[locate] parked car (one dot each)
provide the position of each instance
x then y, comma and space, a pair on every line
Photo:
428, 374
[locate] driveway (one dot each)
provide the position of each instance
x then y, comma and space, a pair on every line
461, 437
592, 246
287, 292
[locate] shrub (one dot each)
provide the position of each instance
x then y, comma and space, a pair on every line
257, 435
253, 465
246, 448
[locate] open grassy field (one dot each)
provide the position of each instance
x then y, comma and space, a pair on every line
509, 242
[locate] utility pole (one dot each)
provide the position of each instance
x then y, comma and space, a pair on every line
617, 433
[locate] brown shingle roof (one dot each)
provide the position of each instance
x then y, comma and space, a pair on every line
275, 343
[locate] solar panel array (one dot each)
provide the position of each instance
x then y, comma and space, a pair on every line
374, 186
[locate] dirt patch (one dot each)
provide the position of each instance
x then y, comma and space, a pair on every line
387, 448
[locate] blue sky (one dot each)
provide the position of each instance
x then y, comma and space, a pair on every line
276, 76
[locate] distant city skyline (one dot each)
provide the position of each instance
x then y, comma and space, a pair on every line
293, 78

....

_What is asked:_
Could you print all of the material above again, line for line, without changing anything?

_Worked solution:_
[locate] parked car (one dot each)
provide the position of each instance
x then y, comma and space, a pair on every line
Photo:
428, 374
[locate] driveway (one dot each)
provide the position of each instance
x then y, comma and space, a pair on every line
461, 437
592, 246
287, 292
[locate] shrub (one dot each)
provide the position of each instance
x then y, comma and space, a pair on every line
257, 435
253, 465
246, 448
[locate] open grassy field (one dot each)
provide the position of each instance
x then y, comma and space, a pair on every line
509, 242
[locate] utility pole (one dot each)
provide the position of each instance
x then y, comma and space, a pair on every line
617, 433
[locate] brown shingle roof (one dot each)
provide the position of each instance
x then y, comma and space, a pair on every line
275, 343
[locate] solar panel array (one dot each)
provide the position of each instance
x then y, comma and space, a pair on every line
374, 186
[locate] dirt patch (one dot each)
provide the position of each instance
x then y, comma and space, a pair on every line
387, 448
[locate] blue sky (one dot each)
provide the position of each instance
x then y, comma and space, a pair on every line
276, 76
[locate] distant city skyline (one dot each)
provide the position of each instance
x then y, comma and space, a pair on every line
293, 78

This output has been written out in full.